◆ SELECTED EXTRACT:
The girls’ half-brother, Kenny — each has a different father — soon wakes up. The skinny eight-year-old downs a bowl of oatmeal and rattles the screen door as he bolts outside to play with their next-door neighbors. After breakfast, Lavinia’s first cousin stops by with her sullen teenage daughter in tow. Friends and family often come to have their hair braided, a job Lavinia eagerly takes on to supplement her checks. The women hug and settle in on the black velour couch in the living room, talking nonstop while LaJaya, Kiara, and their cousin watch TV.

Seven years ago, Lavinia moved her family to their Cherry Street housing project in what she calls “deep East Oakland,” just blocks away from where she grew up. She has been on a list for public housing in Vallejo and Livermore for more than two years, and can’t wait to get out. A purple can of Raid sits on top of the refrigerator, testament to the roaches she can’t get rid of. Green and white patches of paint show through the cream-colored hallway walls. Lavinia talks about how the neighborhood is getting worse and her cousin “uh-huhs” without moving her head of short, frantic hair, into which Lavinia is weaving foot-long extensions.

Lavinia so often complained to police about people dealing drugs on their street or smoking dope in the driveway of their four-unit apartment building that the dealers finally moved elsewhere. But Kenny, whose father was a heroin addict, still finds bundles of dope here and there along the street, and Lavinia still occasionally sees people shooting up around back of her building. She hopes that by this time next year, she and her family will be settled into a new place. “Any place with decent people,” she says.

LaJaya and her second cousin watch the Nickelodeon network all morning, which seems largely to feature commercials advertising candy and fast food. When an ad for a chocolate fondue set dances across the screen, LaJaya leans forward. “Ooooh!” she exhales, entranced. “Look at that!”

“Enjoy that chocolate now, girl, because this is the closest you’re going to get to it,” Lavinia says with a laugh. LaJaya’s lips, slick with the clear lipgloss she rolls on every few hours, squeeze into a small, wistful smile.

It’s hardly surprising that LaJaya’s mouth waters. On average, according to author Kelly Brownell, an American kid sees ten thousand television commercials every year — the vast majority for junk foods. The advertising budget for soft drinks alone in 1998 was $115.5 million, according to Brownell’s 2003 book Food Fight. The budget for the National Cancer Institute’s “Five a Day” campaign, geared toward getting people to eat more fruits and vegetables? $1 million. Even the most health-zealous parents or schools are up against great odds when it comes to counteracting such advertising. And in most neighborhoods, buying fresh fruit entails walking past several fast-food restaurants and convenience stores, and spending more money. Most people simply don’t bother to seek it out. A study in the journal Cancer showed that french fries account for one-fourth of all vegetables eaten in the United States.

At noon Lavinia sends LaJaya off to the windowless Food King grocery store a few blocks away with her food-stamp card. Her second cousin, a lanky, pretty fifteen-year-old whom LaJaya seems to revere, comes along. She gripes about the long walk.

◆ INFORMATION PROVIDED:
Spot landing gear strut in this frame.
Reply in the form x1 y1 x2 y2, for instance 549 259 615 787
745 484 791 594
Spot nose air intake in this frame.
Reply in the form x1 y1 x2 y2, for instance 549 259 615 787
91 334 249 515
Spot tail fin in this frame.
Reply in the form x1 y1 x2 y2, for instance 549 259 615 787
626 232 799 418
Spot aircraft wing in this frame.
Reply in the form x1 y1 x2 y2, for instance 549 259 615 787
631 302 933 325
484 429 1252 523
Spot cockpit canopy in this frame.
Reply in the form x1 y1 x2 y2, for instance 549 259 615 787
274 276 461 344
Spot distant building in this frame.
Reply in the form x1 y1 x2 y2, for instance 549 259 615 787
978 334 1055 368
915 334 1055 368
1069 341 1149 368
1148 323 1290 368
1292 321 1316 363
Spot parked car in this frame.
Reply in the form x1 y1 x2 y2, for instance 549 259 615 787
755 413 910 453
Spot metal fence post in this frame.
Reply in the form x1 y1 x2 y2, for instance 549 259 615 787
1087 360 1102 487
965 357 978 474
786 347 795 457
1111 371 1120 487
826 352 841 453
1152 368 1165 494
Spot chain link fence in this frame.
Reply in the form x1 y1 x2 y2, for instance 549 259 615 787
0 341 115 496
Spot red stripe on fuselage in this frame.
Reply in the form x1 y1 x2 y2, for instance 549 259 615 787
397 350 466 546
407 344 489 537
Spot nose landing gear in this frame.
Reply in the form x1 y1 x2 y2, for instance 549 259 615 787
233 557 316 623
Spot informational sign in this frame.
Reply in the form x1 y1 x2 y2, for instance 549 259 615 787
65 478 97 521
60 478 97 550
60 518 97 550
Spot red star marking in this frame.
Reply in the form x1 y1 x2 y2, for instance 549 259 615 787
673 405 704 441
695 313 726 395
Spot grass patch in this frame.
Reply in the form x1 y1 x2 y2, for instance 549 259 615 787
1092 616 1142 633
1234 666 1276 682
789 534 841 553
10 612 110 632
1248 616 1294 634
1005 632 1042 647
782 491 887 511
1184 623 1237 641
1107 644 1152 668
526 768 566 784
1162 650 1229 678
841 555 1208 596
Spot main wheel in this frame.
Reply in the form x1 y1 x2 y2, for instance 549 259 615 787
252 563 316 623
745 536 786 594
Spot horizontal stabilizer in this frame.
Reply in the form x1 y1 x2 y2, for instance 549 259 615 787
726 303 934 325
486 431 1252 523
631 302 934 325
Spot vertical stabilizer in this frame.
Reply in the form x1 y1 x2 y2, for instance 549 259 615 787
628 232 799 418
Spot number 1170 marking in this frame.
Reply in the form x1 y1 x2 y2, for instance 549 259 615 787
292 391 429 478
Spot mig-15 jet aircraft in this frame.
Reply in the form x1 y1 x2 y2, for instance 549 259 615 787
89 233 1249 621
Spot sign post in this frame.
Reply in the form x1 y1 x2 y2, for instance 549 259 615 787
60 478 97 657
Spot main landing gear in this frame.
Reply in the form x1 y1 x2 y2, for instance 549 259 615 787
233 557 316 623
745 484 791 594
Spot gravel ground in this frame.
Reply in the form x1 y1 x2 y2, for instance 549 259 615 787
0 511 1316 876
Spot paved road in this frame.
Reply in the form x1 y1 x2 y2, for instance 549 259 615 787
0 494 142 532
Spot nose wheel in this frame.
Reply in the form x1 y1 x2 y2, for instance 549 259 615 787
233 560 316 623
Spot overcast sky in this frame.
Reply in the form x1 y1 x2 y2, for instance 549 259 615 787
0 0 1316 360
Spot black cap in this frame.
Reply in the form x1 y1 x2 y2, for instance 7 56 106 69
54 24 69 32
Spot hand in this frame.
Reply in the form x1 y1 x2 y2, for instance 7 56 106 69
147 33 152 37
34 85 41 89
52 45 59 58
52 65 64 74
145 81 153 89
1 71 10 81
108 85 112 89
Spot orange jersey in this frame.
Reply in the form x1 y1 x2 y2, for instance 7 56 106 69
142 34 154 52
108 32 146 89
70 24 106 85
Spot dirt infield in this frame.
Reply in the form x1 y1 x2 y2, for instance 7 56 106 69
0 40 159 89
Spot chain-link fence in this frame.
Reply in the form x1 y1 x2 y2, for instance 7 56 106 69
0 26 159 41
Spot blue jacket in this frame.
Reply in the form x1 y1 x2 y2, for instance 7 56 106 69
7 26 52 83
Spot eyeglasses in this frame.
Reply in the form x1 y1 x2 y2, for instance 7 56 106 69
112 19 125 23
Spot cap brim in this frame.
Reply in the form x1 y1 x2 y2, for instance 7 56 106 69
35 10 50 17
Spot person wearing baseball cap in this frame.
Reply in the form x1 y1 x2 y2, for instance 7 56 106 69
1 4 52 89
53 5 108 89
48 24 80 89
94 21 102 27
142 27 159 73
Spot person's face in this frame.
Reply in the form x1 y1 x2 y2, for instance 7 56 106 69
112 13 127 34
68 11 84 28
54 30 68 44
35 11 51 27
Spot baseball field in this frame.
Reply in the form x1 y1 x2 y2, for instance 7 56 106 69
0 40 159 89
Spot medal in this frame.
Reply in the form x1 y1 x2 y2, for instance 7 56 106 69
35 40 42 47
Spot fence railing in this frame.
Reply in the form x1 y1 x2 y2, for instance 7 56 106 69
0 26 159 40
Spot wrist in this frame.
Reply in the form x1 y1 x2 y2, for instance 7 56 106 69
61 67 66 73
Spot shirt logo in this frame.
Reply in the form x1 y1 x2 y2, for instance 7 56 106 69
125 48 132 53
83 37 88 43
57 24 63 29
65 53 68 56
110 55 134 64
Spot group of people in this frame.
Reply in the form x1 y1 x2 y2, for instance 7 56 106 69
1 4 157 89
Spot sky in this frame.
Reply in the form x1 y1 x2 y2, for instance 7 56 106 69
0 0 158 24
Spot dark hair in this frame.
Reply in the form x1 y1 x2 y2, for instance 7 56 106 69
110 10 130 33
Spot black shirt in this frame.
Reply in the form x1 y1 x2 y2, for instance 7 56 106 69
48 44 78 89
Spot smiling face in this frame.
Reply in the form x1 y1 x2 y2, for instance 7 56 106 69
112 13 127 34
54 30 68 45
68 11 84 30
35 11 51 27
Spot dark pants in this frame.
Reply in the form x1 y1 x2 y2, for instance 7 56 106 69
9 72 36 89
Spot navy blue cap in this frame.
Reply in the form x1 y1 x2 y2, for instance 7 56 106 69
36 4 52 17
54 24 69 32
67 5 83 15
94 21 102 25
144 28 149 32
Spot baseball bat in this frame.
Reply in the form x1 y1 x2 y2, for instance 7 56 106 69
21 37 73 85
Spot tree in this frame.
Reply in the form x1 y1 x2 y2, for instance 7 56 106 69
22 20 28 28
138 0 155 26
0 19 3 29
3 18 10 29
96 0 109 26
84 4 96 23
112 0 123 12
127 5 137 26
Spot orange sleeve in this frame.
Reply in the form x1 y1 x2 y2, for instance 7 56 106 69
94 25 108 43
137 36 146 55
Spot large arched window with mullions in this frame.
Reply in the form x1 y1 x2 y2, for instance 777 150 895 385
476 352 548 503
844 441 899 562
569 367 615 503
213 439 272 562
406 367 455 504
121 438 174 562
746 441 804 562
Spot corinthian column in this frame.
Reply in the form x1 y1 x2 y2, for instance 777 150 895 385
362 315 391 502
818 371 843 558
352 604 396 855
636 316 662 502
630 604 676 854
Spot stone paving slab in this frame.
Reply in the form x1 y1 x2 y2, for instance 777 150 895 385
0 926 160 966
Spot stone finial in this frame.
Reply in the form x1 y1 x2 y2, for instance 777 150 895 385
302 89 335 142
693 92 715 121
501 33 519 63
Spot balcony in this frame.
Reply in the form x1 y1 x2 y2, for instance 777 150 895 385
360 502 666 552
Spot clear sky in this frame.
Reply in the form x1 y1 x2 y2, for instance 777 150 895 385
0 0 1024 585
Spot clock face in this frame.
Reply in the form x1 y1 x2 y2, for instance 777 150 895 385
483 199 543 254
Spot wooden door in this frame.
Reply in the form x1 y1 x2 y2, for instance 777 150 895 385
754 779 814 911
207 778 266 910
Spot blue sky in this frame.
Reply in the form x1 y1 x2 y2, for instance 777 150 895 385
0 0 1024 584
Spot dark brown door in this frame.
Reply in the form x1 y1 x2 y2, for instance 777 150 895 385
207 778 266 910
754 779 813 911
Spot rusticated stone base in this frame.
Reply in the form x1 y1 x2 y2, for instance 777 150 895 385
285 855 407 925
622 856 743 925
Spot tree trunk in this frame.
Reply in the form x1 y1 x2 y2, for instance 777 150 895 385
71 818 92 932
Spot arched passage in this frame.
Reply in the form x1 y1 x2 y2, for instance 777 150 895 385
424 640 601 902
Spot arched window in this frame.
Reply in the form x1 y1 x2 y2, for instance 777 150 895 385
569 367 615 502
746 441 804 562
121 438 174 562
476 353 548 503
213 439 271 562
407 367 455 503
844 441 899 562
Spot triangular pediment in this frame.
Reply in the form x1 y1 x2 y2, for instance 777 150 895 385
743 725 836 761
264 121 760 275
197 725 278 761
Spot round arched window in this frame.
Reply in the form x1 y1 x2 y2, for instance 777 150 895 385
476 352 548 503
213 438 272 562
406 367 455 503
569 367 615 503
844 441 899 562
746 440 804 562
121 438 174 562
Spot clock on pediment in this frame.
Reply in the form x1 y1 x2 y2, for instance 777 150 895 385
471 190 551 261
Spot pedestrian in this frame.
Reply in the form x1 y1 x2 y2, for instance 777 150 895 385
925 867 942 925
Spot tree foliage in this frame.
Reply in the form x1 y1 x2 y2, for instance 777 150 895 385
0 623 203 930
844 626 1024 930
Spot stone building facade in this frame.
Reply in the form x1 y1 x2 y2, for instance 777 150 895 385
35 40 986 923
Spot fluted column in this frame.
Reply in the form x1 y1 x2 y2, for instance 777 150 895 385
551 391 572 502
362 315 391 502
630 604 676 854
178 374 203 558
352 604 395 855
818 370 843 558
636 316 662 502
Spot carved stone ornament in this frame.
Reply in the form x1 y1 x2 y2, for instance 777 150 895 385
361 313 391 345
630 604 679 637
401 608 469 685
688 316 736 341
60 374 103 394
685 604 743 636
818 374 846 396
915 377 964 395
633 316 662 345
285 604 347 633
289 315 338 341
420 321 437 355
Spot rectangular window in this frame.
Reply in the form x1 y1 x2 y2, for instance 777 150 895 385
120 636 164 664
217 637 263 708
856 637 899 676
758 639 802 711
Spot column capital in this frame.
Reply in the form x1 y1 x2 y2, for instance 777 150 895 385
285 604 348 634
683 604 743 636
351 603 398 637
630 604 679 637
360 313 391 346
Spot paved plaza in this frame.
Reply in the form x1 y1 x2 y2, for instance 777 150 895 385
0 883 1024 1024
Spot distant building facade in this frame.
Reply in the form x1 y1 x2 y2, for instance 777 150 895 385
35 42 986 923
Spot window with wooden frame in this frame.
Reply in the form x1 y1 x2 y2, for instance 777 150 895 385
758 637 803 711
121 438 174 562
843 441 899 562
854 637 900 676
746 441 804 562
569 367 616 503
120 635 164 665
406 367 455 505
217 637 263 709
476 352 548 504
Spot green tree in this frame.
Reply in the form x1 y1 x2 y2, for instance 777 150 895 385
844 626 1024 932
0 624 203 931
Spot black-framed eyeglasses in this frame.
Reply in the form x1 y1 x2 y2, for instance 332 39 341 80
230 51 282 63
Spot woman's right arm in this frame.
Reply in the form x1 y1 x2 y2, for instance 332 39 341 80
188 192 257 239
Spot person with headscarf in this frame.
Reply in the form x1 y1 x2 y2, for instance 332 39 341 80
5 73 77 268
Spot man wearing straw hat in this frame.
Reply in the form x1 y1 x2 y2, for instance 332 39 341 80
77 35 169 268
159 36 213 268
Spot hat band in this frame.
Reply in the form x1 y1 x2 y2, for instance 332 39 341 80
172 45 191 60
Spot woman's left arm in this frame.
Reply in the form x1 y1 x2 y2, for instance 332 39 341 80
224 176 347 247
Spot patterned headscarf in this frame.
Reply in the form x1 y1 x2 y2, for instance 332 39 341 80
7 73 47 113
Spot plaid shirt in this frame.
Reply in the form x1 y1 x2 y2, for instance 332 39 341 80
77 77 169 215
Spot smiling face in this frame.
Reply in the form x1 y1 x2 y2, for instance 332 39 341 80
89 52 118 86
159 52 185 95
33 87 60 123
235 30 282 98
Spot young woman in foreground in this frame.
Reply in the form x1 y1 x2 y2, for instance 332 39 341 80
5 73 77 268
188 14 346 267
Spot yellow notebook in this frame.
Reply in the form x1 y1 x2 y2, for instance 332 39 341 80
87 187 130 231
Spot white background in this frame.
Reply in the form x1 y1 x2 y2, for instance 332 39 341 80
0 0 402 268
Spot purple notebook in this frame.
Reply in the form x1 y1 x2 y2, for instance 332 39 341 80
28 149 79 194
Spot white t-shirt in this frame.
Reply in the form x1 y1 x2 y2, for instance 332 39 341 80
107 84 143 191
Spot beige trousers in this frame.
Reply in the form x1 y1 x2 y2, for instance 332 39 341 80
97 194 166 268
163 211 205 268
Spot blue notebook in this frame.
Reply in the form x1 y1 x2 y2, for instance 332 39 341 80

◆ WORK TASK 1:
List every person named in the Oakland excerpt.
◆ WORK TASK 2:
Set down a passage of the Oakland excerpt word for word. Start at the words "Seven years ago, Lavinia" and stop after "weaving foot-long extensions.".
◆ WORK TASK 3:
According to the Oakland excerpt, what was the advertising budget for soft drinks in 1998?

◆ ANSWER SECTION 1:
Kenny, Lavinia, LaJaya, Kiara, Kelly Brownell

◆ ANSWER SECTION 2:
Seven years ago, Lavinia moved her family to their Cherry Street housing project in what she calls “deep East Oakland,” just blocks away from where she grew up. She has been on a list for public housing in Vallejo and Livermore for more than two years, and can’t wait to get out. A purple can of Raid sits on top of the refrigerator, testament to the roaches she can’t get rid of. Green and white patches of paint show through the cream-colored hallway walls. Lavinia talks about how the neighborhood is getting worse and her cousin “uh-huhs” without moving her head of short, frantic hair, into which Lavinia is weaving foot-long extensions.

◆ ANSWER SECTION 3:
$115.5 million